[Shape annotation entries]
###

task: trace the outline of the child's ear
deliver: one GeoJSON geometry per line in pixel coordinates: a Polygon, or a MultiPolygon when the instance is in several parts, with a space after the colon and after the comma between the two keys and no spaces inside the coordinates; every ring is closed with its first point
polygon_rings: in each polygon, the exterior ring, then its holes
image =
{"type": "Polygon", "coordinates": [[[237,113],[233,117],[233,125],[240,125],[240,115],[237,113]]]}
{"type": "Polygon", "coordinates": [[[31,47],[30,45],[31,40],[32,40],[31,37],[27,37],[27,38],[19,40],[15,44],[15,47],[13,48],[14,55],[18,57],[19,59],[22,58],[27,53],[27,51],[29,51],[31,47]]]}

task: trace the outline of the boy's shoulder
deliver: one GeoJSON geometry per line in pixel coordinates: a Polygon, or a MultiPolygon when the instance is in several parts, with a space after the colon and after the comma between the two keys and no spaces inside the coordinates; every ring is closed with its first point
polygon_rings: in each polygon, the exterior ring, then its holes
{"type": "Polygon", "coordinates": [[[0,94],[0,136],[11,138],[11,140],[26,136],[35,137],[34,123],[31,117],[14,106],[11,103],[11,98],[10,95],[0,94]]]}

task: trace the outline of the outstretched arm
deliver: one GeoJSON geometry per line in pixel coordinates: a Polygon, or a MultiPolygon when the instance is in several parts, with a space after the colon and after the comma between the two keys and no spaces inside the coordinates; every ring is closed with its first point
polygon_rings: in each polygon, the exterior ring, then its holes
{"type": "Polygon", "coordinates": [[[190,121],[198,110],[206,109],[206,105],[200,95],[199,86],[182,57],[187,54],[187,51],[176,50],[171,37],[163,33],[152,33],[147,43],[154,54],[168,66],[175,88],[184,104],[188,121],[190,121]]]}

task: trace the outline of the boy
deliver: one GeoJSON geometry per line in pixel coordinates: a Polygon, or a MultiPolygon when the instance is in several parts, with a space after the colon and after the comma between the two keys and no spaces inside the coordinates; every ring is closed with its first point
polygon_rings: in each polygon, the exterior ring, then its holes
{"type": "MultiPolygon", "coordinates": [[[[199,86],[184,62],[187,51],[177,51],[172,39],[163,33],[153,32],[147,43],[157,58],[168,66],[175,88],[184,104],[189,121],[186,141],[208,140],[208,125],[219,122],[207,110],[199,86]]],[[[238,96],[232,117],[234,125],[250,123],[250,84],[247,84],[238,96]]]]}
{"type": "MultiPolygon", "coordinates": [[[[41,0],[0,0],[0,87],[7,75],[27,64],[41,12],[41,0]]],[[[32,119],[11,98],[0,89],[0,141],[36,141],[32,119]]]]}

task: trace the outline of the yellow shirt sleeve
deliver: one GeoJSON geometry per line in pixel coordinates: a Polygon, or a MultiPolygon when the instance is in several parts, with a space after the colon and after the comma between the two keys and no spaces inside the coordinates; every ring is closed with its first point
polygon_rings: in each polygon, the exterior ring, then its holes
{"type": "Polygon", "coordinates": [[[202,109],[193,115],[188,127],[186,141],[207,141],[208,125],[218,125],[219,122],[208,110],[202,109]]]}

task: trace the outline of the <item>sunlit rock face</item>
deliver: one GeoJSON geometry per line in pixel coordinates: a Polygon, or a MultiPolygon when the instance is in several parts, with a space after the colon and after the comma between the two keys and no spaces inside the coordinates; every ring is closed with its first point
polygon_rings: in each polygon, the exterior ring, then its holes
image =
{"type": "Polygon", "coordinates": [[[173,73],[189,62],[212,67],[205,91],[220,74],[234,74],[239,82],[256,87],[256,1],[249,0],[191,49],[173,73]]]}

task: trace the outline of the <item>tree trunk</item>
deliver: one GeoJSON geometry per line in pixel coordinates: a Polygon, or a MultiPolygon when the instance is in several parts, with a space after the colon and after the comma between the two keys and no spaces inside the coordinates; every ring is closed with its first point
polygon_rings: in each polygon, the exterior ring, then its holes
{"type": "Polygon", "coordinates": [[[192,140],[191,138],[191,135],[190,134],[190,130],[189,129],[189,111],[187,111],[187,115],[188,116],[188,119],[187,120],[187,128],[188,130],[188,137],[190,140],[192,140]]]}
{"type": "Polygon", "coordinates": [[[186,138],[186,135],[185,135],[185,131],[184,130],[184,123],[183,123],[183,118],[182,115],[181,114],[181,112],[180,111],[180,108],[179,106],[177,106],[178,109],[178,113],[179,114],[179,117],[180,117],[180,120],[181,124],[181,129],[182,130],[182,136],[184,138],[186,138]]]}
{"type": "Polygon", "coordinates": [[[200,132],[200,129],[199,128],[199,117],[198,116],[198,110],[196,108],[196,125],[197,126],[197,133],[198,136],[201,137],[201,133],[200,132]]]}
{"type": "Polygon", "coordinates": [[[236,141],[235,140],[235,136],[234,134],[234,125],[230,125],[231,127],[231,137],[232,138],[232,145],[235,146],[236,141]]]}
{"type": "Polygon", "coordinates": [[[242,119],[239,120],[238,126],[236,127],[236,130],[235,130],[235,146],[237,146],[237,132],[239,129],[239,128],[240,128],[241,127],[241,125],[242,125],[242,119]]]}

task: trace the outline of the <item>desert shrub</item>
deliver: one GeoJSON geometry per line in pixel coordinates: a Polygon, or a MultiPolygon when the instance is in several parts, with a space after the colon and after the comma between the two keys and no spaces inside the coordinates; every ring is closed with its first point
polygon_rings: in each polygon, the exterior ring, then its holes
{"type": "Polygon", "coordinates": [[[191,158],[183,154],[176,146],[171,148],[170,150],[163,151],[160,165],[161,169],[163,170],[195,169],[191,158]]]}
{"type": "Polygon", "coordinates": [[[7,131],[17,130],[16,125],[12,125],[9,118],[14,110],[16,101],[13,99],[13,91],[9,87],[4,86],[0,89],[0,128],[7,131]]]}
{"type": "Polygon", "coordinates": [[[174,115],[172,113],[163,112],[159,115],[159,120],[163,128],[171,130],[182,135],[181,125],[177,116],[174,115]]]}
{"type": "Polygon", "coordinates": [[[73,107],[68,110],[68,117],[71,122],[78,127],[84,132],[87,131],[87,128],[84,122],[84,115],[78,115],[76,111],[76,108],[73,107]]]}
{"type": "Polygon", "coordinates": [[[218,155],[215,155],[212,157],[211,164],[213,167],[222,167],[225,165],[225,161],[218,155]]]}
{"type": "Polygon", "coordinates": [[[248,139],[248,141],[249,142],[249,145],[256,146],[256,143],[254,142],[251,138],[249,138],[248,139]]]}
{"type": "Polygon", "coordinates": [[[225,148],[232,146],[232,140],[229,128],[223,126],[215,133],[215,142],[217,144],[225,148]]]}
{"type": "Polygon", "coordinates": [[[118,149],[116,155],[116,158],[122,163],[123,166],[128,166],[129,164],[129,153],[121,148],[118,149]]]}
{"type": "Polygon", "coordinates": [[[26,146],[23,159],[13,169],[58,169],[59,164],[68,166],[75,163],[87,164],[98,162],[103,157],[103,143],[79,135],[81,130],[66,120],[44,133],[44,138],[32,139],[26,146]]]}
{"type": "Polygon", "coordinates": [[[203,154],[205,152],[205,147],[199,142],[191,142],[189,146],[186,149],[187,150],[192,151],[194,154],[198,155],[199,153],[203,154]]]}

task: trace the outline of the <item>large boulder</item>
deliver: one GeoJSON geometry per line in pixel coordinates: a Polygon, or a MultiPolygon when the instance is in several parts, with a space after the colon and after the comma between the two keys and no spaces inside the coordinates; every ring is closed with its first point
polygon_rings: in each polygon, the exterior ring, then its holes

###

▶ **GOAL OF THE EXERCISE**: Every entry should be printed again exactly as it stands.

▶ **WRITTEN ANSWER**:
task: trace the outline of the child's ear
deliver: one GeoJSON geometry per line in pixel coordinates: a Polygon, or a MultiPolygon when the instance is in several parts, with a space after the colon and after the comma between the two keys and no spaces inside the coordinates; every ring is closed with its first point
polygon_rings: in each polygon, the exterior ring, then its holes
image =
{"type": "Polygon", "coordinates": [[[237,113],[233,117],[233,125],[240,125],[240,115],[237,113]]]}
{"type": "Polygon", "coordinates": [[[31,47],[30,45],[31,40],[32,40],[31,37],[27,37],[27,38],[19,40],[15,44],[15,47],[13,48],[14,55],[18,57],[19,59],[22,58],[27,53],[27,51],[29,51],[31,47]]]}

task: trace the outline of the boy's shoulder
deliver: one GeoJSON geometry per line in pixel coordinates: a Polygon, or a MultiPolygon when the instance is in several parts, with a space after the colon and after the comma between the two keys and no spaces inside the coordinates; every ring is closed with its first point
polygon_rings: in each polygon, the exterior ring, then its holes
{"type": "Polygon", "coordinates": [[[0,94],[0,136],[11,138],[11,140],[26,136],[35,137],[34,123],[31,117],[14,106],[11,103],[11,98],[10,95],[0,94]]]}

task: trace the outline of the outstretched arm
deliver: one GeoJSON geometry per line in pixel coordinates: a Polygon, or a MultiPolygon when the instance is in several parts, with a space after the colon and after the comma between the two keys and no spaces inside the coordinates; every ring is closed with its first point
polygon_rings: in each polygon, the exterior ring, then its holes
{"type": "Polygon", "coordinates": [[[190,121],[198,110],[206,109],[206,105],[200,95],[199,86],[182,57],[187,54],[187,51],[176,50],[171,37],[163,33],[152,33],[147,43],[154,54],[168,66],[175,88],[184,104],[188,121],[190,121]]]}

task: trace the outline of the boy
deliver: one GeoJSON geometry per line in pixel coordinates: a Polygon, or a MultiPolygon when the instance is in several parts, with a space after the colon and after the comma between the two keys and no spaces inside the coordinates; every ring is closed with its first point
polygon_rings: in each polygon, the exterior ring, then its holes
{"type": "MultiPolygon", "coordinates": [[[[199,86],[184,62],[187,51],[177,51],[172,39],[163,33],[153,32],[147,43],[157,58],[168,66],[175,88],[184,104],[189,121],[186,141],[208,140],[208,125],[219,122],[207,110],[199,86]]],[[[238,96],[232,117],[234,125],[250,123],[250,84],[247,84],[238,96]]]]}
{"type": "MultiPolygon", "coordinates": [[[[41,0],[0,0],[0,87],[7,75],[27,64],[41,12],[41,0]]],[[[32,119],[11,98],[0,89],[0,141],[36,141],[32,119]]]]}

task: trace the outline of the yellow shirt sleeve
deliver: one GeoJSON geometry per line in pixel coordinates: a Polygon, or a MultiPolygon when the instance is in several parts, with a space after the colon and after the comma between the two keys and no spaces inside the coordinates; every ring is closed with its first point
polygon_rings: in each polygon, the exterior ring, then its holes
{"type": "Polygon", "coordinates": [[[202,109],[193,115],[188,127],[186,141],[207,141],[208,125],[218,125],[219,122],[208,110],[202,109]]]}

task: trace the outline of the <item>sunlit rock face</item>
deliver: one GeoJSON geometry per line in pixel coordinates: a Polygon, or a MultiPolygon when the instance is in several parts, with a space after the colon and after the comma between the two keys and no spaces inside the coordinates; every ring is closed with its first point
polygon_rings: in each polygon, the exterior ring, then its holes
image =
{"type": "Polygon", "coordinates": [[[173,73],[189,62],[212,67],[205,91],[220,74],[234,74],[239,82],[256,87],[256,1],[249,0],[191,49],[173,73]]]}

task: trace the outline of the <item>tree trunk</item>
deliver: one GeoJSON geometry per line in pixel coordinates: a Polygon, or a MultiPolygon when the instance is in several parts, with a space after the colon and after the comma between the two keys and no spaces inside the coordinates; every ring is closed with its first point
polygon_rings: in each polygon, the exterior ring, then its holes
{"type": "Polygon", "coordinates": [[[192,140],[191,138],[191,135],[190,134],[190,130],[189,129],[189,111],[187,111],[187,115],[188,116],[188,119],[187,120],[187,128],[188,130],[188,137],[190,140],[192,140]]]}
{"type": "Polygon", "coordinates": [[[186,138],[186,135],[185,135],[185,131],[184,130],[184,123],[183,123],[183,118],[182,115],[181,114],[181,112],[180,111],[180,108],[179,106],[177,106],[178,109],[178,113],[179,114],[179,117],[180,117],[180,120],[181,124],[181,129],[182,130],[182,136],[184,138],[186,138]]]}
{"type": "Polygon", "coordinates": [[[200,132],[200,129],[199,128],[199,117],[198,116],[198,110],[196,108],[196,125],[197,126],[197,133],[198,136],[201,137],[201,133],[200,132]]]}
{"type": "Polygon", "coordinates": [[[236,141],[235,140],[235,136],[234,134],[234,125],[230,125],[231,127],[231,137],[232,138],[232,145],[235,146],[236,141]]]}
{"type": "Polygon", "coordinates": [[[242,119],[239,120],[238,126],[236,127],[236,130],[235,130],[235,146],[237,146],[237,132],[239,129],[239,128],[240,128],[241,127],[241,125],[242,125],[242,119]]]}

task: trace the outline of the <item>desert shrub</item>
deliver: one GeoJSON geometry per line in pixel coordinates: a Polygon, or a MultiPolygon when the instance is in several parts, with a space after the colon and after the comma between the two keys and no spaces inside the coordinates; every ring is closed with its first point
polygon_rings: in each polygon, the exterior ring, then its holes
{"type": "Polygon", "coordinates": [[[191,158],[183,154],[176,146],[171,148],[170,150],[163,151],[160,165],[161,169],[163,170],[195,169],[191,158]]]}
{"type": "Polygon", "coordinates": [[[7,131],[17,130],[16,125],[12,125],[9,118],[14,110],[16,101],[13,99],[13,91],[9,87],[4,86],[0,89],[0,128],[7,131]]]}
{"type": "Polygon", "coordinates": [[[174,115],[172,113],[163,112],[159,115],[159,120],[163,128],[171,130],[182,135],[181,125],[177,116],[174,115]]]}
{"type": "Polygon", "coordinates": [[[73,107],[68,110],[68,117],[71,122],[78,127],[84,132],[87,131],[87,128],[84,122],[84,115],[78,115],[76,111],[76,108],[73,107]]]}
{"type": "Polygon", "coordinates": [[[218,155],[215,155],[212,157],[211,164],[213,167],[222,167],[225,165],[225,161],[218,155]]]}
{"type": "Polygon", "coordinates": [[[248,139],[248,141],[249,142],[249,145],[256,146],[256,143],[254,142],[251,138],[249,138],[248,139]]]}
{"type": "Polygon", "coordinates": [[[225,148],[232,146],[232,140],[229,128],[223,126],[215,133],[215,142],[217,144],[225,148]]]}
{"type": "Polygon", "coordinates": [[[118,149],[116,155],[116,158],[122,163],[123,166],[128,166],[129,164],[129,153],[121,148],[118,149]]]}
{"type": "Polygon", "coordinates": [[[26,146],[23,159],[13,169],[58,169],[59,164],[68,166],[75,163],[87,164],[98,162],[103,157],[103,143],[79,135],[81,130],[66,120],[44,133],[44,138],[32,139],[26,146]]]}
{"type": "Polygon", "coordinates": [[[203,154],[205,152],[205,147],[199,142],[191,142],[189,146],[186,149],[187,150],[192,151],[194,154],[198,155],[199,153],[203,154]]]}

task: trace the outline of the <item>large boulder</item>
deliver: one GeoJSON geometry per line in pixel coordinates: a Polygon, or a MultiPolygon when the instance is in several parts, with a space after the colon and after the comma between the two keys and no spaces inside the coordinates; every ring is closed with its first point
polygon_rings: in each polygon, the exterior ring, then its holes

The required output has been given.